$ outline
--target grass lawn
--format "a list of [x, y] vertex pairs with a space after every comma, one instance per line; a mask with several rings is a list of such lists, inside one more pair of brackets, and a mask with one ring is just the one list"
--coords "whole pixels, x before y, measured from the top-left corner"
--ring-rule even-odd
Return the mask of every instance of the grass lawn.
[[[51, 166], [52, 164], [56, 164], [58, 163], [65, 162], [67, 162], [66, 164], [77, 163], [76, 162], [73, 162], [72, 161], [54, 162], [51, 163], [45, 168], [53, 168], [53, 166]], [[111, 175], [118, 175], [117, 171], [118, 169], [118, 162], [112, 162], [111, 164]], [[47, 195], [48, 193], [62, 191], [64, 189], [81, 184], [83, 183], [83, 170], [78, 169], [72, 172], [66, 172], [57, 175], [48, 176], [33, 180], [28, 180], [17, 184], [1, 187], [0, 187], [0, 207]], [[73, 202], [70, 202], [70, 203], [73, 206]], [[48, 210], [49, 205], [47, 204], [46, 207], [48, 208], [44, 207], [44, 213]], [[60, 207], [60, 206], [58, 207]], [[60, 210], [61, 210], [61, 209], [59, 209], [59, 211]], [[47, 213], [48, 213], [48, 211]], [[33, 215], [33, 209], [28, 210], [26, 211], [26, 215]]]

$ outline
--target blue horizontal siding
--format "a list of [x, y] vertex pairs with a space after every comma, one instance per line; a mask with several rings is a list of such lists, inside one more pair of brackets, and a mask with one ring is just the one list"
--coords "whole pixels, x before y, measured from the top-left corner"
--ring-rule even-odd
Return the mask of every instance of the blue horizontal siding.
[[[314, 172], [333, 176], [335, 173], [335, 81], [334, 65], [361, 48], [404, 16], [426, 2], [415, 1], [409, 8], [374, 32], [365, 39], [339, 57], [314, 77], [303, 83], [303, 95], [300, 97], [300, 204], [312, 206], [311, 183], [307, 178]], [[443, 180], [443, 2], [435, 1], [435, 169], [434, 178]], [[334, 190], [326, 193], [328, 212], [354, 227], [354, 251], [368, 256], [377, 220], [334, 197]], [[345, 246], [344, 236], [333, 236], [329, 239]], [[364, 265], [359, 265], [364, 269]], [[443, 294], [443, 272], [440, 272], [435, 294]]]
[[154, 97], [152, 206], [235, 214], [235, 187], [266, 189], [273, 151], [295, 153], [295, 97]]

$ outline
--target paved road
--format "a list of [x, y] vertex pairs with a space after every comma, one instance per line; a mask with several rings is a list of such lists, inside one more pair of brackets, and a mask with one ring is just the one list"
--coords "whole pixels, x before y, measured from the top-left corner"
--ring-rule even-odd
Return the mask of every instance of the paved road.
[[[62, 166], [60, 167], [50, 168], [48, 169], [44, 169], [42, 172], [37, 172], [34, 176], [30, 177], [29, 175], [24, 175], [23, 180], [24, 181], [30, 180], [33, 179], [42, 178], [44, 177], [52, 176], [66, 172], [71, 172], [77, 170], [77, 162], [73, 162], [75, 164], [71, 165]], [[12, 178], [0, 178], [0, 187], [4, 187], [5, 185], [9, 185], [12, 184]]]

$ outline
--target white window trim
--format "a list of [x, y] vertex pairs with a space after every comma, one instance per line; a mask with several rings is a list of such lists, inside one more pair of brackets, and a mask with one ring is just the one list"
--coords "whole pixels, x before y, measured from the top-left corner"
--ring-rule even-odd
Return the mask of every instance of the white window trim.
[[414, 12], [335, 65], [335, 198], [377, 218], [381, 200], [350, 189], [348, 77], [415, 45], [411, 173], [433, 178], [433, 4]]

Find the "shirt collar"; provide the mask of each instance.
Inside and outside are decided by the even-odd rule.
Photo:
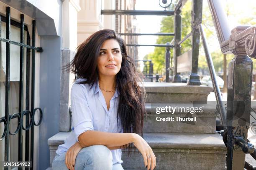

-- -- --

Rewrite every line of the records above as a JSON list of strings, one string per line, leaving out blank lines and any pictures.

▶ **SOLUTION FOR THIS TASK**
[
  "$ outline",
  "--target grass lawn",
  "--format \"a list of [x, y] vertex pairs with a space after every comma, one instance per line; a mask with several rings is a list of such lists, inside one more pair of brackets, and a mask with one ring is just the one list\"",
  "--coords \"whole pixels, x before y, measured from the top-left corner\"",
  "--ring-rule even-odd",
  "Return the mask of every instance of the grass lawn.",
  "[[[51, 166], [52, 164], [56, 164], [58, 163], [65, 162], [67, 162], [66, 164], [77, 163], [76, 162], [73, 162], [72, 161], [54, 162], [51, 163], [45, 168], [53, 168], [53, 166]], [[111, 175], [118, 175], [117, 171], [118, 169], [118, 162], [112, 162], [111, 164]], [[47, 195], [48, 193], [62, 191], [64, 189], [81, 184], [83, 183], [83, 170], [78, 169], [72, 172], [66, 172], [57, 175], [48, 176], [33, 180], [28, 180], [17, 184], [1, 187], [0, 187], [0, 207]], [[73, 202], [70, 202], [70, 203], [73, 206]], [[48, 210], [49, 205], [47, 204], [46, 207], [48, 208], [44, 207], [44, 213]], [[60, 207], [60, 206], [58, 207]], [[60, 210], [61, 210], [61, 209], [59, 209], [59, 211]], [[47, 213], [48, 213], [48, 211]], [[33, 215], [33, 209], [28, 210], [26, 211], [26, 215]]]",
  "$ outline",
  "--target blue horizontal siding",
  "--format \"a list of [x, y] vertex pairs with a space after every comma, one instance per line; a mask with several rings is a list of such lists, inside one more pair of brackets, and a mask with one ring is just the one list\"",
  "--coords \"whole pixels, x before y, measured from the top-left corner\"",
  "--ring-rule even-odd",
  "Return the mask of every instance of the blue horizontal siding.",
  "[[[314, 172], [333, 176], [335, 173], [335, 81], [334, 65], [361, 48], [404, 16], [426, 2], [415, 1], [409, 8], [374, 32], [365, 39], [339, 57], [314, 77], [303, 83], [303, 95], [300, 97], [300, 204], [312, 206], [311, 183], [307, 178]], [[443, 180], [443, 2], [435, 1], [435, 169], [434, 178]], [[334, 190], [326, 193], [328, 212], [354, 227], [354, 251], [368, 256], [377, 220], [334, 197]], [[345, 246], [344, 236], [333, 236], [329, 239]], [[364, 265], [359, 265], [364, 269]], [[443, 294], [443, 272], [440, 272], [435, 294]]]",
  "[[154, 97], [152, 206], [235, 214], [235, 187], [266, 189], [273, 151], [295, 153], [295, 97]]",
  "$ outline",
  "--target paved road",
  "--format \"a list of [x, y] vertex pairs with a space after every comma, one instance per line; a mask with several rings is a list of such lists, inside one more pair of brackets, and a mask with one ring is just the one list\"",
  "--coords \"whole pixels, x before y, measured from the top-left corner\"",
  "--ring-rule even-odd",
  "Return the mask of every instance of the paved road.",
  "[[[62, 166], [60, 167], [50, 168], [48, 169], [44, 169], [42, 172], [37, 172], [34, 176], [30, 177], [29, 175], [24, 175], [23, 180], [24, 181], [30, 180], [33, 179], [42, 178], [44, 177], [52, 176], [66, 172], [71, 172], [77, 170], [77, 162], [73, 162], [75, 164], [71, 165]], [[12, 178], [0, 178], [0, 187], [4, 187], [5, 185], [9, 185], [12, 184]]]",
  "$ outline",
  "--target white window trim",
  "--format \"a list of [x, y] vertex pairs with a space after every comma, one instance per line; a mask with several rings is a list of such lists, inside one more pair of brackets, and a mask with one ring is just the one list\"",
  "--coords \"whole pixels, x before y, measured from the top-left corner\"",
  "--ring-rule even-odd",
  "Return the mask of every instance of the white window trim.",
  "[[414, 12], [335, 65], [335, 198], [377, 218], [381, 200], [350, 189], [348, 77], [415, 45], [411, 173], [433, 178], [433, 4]]",
  "Find the \"shirt collar\"; provide the mask of each instance.",
  "Inside and outside are decided by the even-odd rule.",
  "Photo:"
]